Exercise directions: Update only the lines starting at the one containing "Where can the chimpanzee mouth" and ending at the one containing "<point>475,354</point>", putting "chimpanzee muzzle" wherever "chimpanzee mouth" appears and keeping everything else the same.

-------- Given entries

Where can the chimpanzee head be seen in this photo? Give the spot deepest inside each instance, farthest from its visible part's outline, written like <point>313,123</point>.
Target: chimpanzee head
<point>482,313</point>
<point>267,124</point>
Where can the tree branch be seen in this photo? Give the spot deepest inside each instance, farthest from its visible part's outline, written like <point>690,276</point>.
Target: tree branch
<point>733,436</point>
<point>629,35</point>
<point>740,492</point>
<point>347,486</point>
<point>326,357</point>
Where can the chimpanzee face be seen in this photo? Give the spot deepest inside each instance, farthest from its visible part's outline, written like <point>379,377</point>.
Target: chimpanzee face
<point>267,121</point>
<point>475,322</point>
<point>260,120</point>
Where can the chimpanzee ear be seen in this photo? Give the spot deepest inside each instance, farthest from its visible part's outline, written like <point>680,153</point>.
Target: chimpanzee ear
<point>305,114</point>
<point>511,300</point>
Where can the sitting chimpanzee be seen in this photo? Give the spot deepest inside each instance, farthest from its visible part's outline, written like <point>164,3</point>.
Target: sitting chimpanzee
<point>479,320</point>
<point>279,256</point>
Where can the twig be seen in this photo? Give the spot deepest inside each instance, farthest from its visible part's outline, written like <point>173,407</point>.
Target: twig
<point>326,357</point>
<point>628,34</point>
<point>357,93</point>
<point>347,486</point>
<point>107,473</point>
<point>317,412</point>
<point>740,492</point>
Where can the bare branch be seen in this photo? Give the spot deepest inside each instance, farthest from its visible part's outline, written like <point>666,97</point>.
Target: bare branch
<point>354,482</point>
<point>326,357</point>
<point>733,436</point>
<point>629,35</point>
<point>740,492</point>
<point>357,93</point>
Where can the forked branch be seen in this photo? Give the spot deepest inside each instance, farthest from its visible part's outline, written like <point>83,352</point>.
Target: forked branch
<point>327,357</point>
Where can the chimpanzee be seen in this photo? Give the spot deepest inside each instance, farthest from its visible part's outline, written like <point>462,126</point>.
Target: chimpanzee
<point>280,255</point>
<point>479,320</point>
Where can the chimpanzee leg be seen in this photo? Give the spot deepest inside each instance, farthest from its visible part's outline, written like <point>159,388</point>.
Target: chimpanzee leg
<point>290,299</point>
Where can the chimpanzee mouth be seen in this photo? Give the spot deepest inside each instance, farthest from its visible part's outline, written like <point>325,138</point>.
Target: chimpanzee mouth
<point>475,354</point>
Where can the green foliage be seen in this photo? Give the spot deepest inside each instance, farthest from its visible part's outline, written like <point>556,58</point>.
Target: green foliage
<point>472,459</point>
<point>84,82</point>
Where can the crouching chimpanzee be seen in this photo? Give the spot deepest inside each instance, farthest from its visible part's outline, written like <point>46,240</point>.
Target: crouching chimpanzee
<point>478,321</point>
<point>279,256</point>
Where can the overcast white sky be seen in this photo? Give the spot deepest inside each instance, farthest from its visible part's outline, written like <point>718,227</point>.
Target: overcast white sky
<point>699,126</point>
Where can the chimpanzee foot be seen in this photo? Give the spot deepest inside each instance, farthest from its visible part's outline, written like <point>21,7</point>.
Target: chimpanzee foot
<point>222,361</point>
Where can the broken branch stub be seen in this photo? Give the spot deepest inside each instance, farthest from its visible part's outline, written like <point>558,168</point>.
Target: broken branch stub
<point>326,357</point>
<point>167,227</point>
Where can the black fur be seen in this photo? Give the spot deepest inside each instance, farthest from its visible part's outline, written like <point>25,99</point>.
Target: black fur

----------------

Task answer:
Where can the chimpanzee muzzle be seen in this photo? Give the spot deepest inside each instance, farthest from its visible part's outline, written like <point>325,138</point>.
Target: chimpanzee muzzle
<point>475,354</point>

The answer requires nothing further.